#### Текст:
══════════════════════════════

Лауреаты Ленинской премии

Музыкальная литература

С.Прокофьев



Лауретаты музыкального и хореографического искусства СССР

 

С. Якубовский
СЕРГЕЙ ПРОКОФЬЕВ

 

1 2 3

 

 

 

Имя Сергей Сергеевича Прокофьев навсегда встало в один ряд с именами величайших творцов русской музыки. Прокофьев — классик. Этим сказано многое. Этим, прежде всего, утверждается передовое место советского музыкального творчества, одним из первых выдающихся мастеров которого он был, в художественном развитии современности. Прокофьев — классик. Это значит, что произведения его известны, признаны и любимы на всех континентах, всеми людьми, несмотря на различия вкусов и взглядов. Это значит, что его искусство неотделимо от сокровищ мировой культуры, накопленных веками.
Но при всем том Прокофьев — современен. До сих пор поражает нас дерзновенность его замыслов, смелость речи, созвучность его музыки ритму наших дней. Именно это определяет и объясняет ту особую любовь, которую питают к прокофьевской музыке и слушатели, и исполнители.
Творчество Прокофьева принадлежит недавнему прошлому — первой половине XX века. Это время еще не стало для нас историей, мы по справедливости считаем его нашим временем. Но годы, прошедшие с момента, когда перестало биться сердце композитора, уже сейчас позволяют нам во многом оценить значение Прокофьева в исторической перспективе, увидеть, куда уходят корни его искусства и куда ведут пути, по которым последовали за ним многие и многие музыканты.

Искания и завоевания Прокофьева, неувядаемая жизненная сила его музыки еще раз утверждают в мысли о том, что новаторство, пусть даже самое смелое, не может строиться на нигилистическом отрицании прошлого; оно должно так или иначе опираться на фундамент традиций-, выработанных отечественным и мировым искусством. В связи с этим вспоминаются глубоко верные слова, сказанные Д. Кабалевским еще в 1945 году. «.Созданный Прокофьевым мелодический стиль — это не просто индивидуальный стиль большого художника. Это нечто большее: это, по-моему, часть нового нарождающегося на наших глазах стиля русской национальной музыки. И в этом смысле Прокофьев сейчас играет роль аналогичную той, какую в свое время сыграли выдающиеся русские композиторы, каждый по-своему обогатившие стиль русской национальной, а тем самым и мировой музыки. Утверждать так можно потому, что стиль Прокофьева, несмотря на свою острую индивидуальность, не сочинен умозрительно, не выдуман, а в самой своей основе связан крепкими корнями с русской народной и классической музыкой, и, пожалуй, более всего, с Мусоргским».

══════════════════════════════

#### Материалы:
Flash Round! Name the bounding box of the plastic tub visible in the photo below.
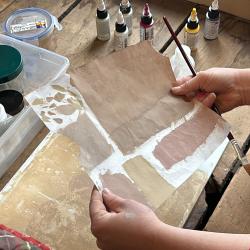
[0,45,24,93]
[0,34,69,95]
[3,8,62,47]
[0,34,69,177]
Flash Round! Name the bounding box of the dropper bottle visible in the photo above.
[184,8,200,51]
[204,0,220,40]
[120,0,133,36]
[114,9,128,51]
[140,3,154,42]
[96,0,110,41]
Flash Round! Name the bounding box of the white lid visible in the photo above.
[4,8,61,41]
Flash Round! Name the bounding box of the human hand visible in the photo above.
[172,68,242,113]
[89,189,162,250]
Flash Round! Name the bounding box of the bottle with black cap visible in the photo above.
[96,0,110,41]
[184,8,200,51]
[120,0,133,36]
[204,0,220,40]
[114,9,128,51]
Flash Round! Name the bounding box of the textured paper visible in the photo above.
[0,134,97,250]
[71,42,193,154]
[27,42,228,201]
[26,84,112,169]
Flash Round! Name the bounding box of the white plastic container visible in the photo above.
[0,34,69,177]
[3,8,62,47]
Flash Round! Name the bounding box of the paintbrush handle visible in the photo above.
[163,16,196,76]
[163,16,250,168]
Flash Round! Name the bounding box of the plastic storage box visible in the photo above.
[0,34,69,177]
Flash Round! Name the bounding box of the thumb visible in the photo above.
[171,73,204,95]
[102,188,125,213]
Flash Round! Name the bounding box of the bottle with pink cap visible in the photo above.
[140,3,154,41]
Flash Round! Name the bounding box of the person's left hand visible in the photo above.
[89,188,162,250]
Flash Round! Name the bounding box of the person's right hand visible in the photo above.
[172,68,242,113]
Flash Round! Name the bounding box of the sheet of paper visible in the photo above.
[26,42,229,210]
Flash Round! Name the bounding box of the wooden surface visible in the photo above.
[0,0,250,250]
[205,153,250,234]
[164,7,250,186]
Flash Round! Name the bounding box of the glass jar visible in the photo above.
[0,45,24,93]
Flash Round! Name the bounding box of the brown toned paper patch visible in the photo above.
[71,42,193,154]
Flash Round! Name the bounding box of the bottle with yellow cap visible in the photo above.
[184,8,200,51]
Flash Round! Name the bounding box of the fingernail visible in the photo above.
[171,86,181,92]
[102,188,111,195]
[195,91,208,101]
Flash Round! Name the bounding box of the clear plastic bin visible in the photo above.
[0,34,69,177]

══════════════════════════════

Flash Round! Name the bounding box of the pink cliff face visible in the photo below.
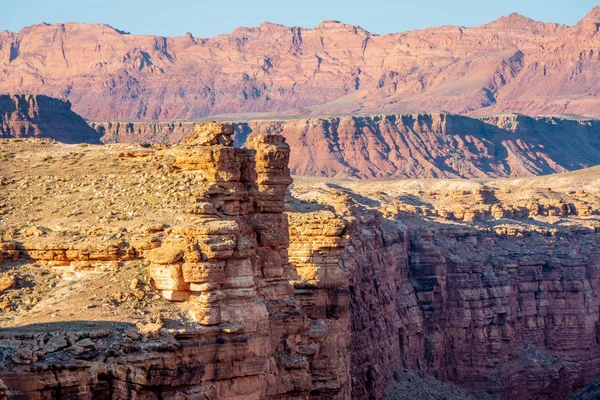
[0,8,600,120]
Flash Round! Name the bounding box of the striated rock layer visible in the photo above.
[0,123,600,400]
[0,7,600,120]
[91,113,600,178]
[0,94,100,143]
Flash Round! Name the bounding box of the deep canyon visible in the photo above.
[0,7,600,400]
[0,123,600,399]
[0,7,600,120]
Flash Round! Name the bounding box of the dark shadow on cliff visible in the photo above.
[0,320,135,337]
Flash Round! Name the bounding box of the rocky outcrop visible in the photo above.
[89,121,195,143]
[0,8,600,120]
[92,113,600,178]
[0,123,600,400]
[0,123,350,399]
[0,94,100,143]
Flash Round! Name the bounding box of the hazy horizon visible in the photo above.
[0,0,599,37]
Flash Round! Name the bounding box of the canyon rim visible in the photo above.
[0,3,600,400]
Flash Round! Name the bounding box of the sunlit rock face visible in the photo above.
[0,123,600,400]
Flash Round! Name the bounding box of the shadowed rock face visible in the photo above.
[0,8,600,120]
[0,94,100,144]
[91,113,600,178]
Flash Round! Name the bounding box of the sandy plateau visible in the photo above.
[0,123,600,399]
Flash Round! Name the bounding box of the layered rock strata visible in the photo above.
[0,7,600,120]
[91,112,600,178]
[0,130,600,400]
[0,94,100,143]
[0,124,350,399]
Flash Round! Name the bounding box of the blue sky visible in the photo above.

══════════════════════════════

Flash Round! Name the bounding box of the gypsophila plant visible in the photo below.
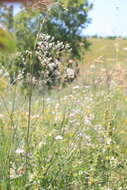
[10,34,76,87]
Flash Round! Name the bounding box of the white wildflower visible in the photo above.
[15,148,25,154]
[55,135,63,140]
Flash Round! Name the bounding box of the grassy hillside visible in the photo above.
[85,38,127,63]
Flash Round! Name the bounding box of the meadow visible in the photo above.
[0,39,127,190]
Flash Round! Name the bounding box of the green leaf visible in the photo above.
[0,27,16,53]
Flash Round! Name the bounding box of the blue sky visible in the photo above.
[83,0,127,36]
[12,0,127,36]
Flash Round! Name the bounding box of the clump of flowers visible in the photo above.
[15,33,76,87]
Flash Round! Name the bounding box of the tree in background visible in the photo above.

══════════════════════════════

#### Задание:
Продолжите текст о Сергее Прокофьеве после его последнего предложения.

#### Ответ:
Эту мысль можно без труда подтвердить сегодня множеством примеров: они, как говорится, у каждого «на слуху». Но есть в творческом методе Прокофьева и другая сторона, также роднящая его с русской музыкальной традицией и составляющая вместе с тем неповторимое своеобразие облика великого художника. Он всегда шел в ногу с жизнью, всегда смело искал новые темы, новые образы, приемы выразительности; он «чувствовал время».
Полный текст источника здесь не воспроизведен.